- Article -

★ ★ ★

Blockchain in PostgreSQL Part 2

Update: there is now a better write up of the PostgreSQL schema. This post was rather half-baked as much was still not understood when I wrote it.

In a previous post I described a simplistic schema to store the Bitcoin blockchain in PostgreSQL. In this post I’m investigating pushing the envelope with a bit of C programming.

The Missing Functionality

Postgres cannot do certain things required to fully handle transactions. The missing functionality is (at least):

Support for Variable Length Integer used in the blockchain and more generally the binary encoding of a transaction or its components.
Elliptic Curve Signature. Even though postgres integrates with OpenSSL, which has that functionality, there is no way to call the EC functions.
Ability to parse and evaluate Bitcoin script. This is a biggie, as transaction verification requires it, and it is one of the more complex and bug-prone aspects of Bitcoin.

★ ★ ★

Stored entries
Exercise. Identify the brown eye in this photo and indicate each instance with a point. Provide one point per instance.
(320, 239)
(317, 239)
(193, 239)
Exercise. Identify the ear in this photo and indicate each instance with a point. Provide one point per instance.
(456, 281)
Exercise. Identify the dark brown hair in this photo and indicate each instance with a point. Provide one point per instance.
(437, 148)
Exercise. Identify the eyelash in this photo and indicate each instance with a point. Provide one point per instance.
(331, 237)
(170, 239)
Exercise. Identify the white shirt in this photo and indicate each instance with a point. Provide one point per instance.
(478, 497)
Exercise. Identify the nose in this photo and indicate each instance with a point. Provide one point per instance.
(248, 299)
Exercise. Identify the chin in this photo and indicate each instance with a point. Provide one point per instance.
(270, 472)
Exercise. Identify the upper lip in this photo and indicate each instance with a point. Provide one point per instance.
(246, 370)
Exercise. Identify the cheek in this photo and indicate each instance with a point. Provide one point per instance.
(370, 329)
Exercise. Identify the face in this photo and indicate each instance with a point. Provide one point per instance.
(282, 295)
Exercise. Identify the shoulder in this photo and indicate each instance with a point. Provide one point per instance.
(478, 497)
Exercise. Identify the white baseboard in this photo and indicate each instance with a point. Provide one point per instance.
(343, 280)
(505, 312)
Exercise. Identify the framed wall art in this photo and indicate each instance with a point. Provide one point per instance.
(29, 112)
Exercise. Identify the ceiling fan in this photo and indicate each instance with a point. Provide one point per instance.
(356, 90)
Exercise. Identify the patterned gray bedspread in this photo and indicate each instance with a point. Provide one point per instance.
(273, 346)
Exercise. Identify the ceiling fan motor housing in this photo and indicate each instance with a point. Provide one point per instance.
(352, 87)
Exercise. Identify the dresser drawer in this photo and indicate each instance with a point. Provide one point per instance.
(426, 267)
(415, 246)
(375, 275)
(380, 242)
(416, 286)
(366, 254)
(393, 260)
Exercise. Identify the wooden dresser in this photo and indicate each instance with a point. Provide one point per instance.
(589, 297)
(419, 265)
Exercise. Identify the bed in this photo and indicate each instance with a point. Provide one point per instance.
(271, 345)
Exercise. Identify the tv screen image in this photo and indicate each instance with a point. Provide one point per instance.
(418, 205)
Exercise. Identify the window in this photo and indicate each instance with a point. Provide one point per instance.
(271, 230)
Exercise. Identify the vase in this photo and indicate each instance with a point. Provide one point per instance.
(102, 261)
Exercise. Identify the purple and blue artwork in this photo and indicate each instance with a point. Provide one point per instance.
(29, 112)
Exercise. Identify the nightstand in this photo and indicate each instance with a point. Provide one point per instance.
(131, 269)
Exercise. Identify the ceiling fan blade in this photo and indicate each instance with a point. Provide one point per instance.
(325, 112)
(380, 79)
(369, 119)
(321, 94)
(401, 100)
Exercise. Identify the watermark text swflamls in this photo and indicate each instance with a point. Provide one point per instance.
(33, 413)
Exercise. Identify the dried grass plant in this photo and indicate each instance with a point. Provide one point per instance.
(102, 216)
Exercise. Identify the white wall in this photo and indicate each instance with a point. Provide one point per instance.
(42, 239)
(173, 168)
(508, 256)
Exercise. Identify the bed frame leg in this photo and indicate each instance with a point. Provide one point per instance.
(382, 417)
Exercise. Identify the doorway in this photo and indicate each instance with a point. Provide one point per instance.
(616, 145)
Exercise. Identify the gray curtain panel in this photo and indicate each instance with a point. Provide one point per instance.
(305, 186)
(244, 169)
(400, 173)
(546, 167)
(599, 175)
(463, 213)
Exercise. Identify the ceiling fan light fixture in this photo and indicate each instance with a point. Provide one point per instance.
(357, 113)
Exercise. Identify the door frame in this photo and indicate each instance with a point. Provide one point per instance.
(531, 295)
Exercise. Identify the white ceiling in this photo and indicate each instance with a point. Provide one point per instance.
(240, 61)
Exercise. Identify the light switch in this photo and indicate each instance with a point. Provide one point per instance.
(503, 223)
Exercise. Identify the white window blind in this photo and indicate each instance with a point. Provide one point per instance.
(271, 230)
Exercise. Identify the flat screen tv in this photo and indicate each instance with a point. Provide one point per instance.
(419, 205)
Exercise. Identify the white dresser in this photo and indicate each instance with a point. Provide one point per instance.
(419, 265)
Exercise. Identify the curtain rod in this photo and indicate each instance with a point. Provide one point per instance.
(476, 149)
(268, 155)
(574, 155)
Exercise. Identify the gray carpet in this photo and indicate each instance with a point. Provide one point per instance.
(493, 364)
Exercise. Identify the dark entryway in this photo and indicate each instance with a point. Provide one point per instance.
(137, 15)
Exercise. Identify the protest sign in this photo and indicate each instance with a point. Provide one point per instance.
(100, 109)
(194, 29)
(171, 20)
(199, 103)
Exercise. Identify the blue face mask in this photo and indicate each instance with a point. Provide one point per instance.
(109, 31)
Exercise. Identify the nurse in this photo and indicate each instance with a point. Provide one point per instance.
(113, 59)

★ ★ ★

- Tasks -
(A) List every piece of functionality that the PostgreSQL blockchain post says Postgres is missing for fully handling transactions.
(B) Retype the part of the PostgreSQL blockchain post that opens with the words containing "Support for Variable" and closes with "aspects of Bitcoin.".

- Responses per task -
(A)
- Support for Variable Length Integer used in the blockchain and, more generally, the binary encoding of a transaction or its components
- Elliptic Curve Signature
- The ability to parse and evaluate Bitcoin script

(B)
Support for Variable Length Integer used in the blockchain and more generally the binary encoding of a transaction or its components.
Elliptic Curve Signature. Even though postgres integrates with OpenSSL, which has that functionality, there is no way to call the EC functions.
Ability to parse and evaluate Bitcoin script. This is a biggie, as transaction verification requires it, and it is one of the more complex and bug-prone aspects of Bitcoin.